___ THE RECORDS

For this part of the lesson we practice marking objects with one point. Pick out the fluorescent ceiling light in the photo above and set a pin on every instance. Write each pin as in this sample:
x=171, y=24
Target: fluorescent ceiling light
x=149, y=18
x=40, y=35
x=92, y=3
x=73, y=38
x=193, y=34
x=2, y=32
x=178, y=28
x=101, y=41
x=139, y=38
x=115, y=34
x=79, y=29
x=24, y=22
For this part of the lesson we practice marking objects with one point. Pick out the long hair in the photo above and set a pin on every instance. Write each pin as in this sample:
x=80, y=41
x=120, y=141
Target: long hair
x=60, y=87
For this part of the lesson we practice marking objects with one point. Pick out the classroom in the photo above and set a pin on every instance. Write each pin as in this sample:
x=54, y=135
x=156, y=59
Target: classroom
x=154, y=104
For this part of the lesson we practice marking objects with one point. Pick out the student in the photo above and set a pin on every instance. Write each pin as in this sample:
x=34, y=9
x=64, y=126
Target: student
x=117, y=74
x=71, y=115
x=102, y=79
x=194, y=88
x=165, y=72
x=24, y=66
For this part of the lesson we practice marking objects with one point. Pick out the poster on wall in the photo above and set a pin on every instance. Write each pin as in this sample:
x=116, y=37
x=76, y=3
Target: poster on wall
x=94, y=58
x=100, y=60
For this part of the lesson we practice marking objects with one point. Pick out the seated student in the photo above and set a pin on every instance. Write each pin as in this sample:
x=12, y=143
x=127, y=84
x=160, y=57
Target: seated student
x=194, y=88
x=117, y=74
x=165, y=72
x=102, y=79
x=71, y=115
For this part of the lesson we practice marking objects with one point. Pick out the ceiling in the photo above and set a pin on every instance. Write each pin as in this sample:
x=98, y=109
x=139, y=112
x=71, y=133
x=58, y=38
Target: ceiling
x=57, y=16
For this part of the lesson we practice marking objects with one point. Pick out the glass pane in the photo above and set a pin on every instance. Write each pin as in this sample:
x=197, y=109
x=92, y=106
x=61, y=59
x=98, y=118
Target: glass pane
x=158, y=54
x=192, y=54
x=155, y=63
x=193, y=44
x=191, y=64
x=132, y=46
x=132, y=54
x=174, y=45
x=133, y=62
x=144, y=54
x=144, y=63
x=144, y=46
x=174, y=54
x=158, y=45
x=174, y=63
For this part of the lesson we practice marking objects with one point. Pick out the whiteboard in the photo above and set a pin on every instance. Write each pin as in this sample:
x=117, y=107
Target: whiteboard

______

**SET PROBLEM**
Reproduce the full set of records precisely.

**EXERCISE RESPONSE**
For this part of the lesson we practice marking objects with one point. Pick out the fluorescent ceiling light in the photo above and set a pin on every instance. Write each pin as in this sample:
x=171, y=24
Target: fluorescent ceiling light
x=149, y=18
x=40, y=35
x=92, y=3
x=73, y=38
x=193, y=34
x=2, y=32
x=178, y=28
x=101, y=41
x=139, y=38
x=115, y=34
x=79, y=29
x=24, y=22
For this part of the lesson we practice marking objects with one point. Pick out the long hair in the photo above and set a pin on every instance. Write each pin as in this sample:
x=80, y=41
x=120, y=141
Target: long hair
x=60, y=87
For this part of the lesson we practice marking objects with one point. Pick out the classroom in the photo above and set a pin on every instance. Write each pin as in this sample:
x=54, y=135
x=156, y=59
Target: classroom
x=154, y=104
For this part of the lesson we practice marking objects with one point. Pick out the student in the photo above and set a pin on every instance. Write each pin as in this sample:
x=34, y=9
x=64, y=126
Target: student
x=117, y=74
x=71, y=115
x=102, y=79
x=194, y=88
x=165, y=72
x=24, y=66
For this part of the lesson we practice marking objects with one point. Pick out the poster on wall in the photo above and set a pin on every instance. Write each pin as in this sample:
x=116, y=37
x=76, y=3
Target: poster on wall
x=94, y=58
x=100, y=60
For this part of the lesson we practice marking objects with one point. Pick out the seated student in the photo above and set a pin on every instance. Write each pin as in this sample:
x=12, y=143
x=127, y=84
x=160, y=57
Target: seated student
x=194, y=88
x=117, y=74
x=165, y=72
x=102, y=79
x=71, y=115
For this part of the lesson we practice marking objects with one point. Pick out the ceiling in the photo above and set a pin on every instance. Write each pin as in this sample:
x=98, y=109
x=139, y=112
x=71, y=133
x=58, y=38
Target: ceiling
x=57, y=16
For this part of the lesson we practice marking objects with one point. Pick out the glass pane in the photo above and set a pin on every instance. Write each pin as in this sample:
x=197, y=109
x=92, y=106
x=61, y=59
x=98, y=118
Target: glass pane
x=158, y=54
x=192, y=54
x=155, y=63
x=193, y=44
x=191, y=64
x=132, y=46
x=132, y=54
x=174, y=45
x=133, y=62
x=144, y=54
x=144, y=63
x=144, y=46
x=174, y=54
x=158, y=45
x=174, y=63
For this part of the lesson we practice marking objects with one point. Pick out the whiteboard in the photo above and set a pin on every instance. Write each pin as in this sample:
x=117, y=107
Target: whiteboard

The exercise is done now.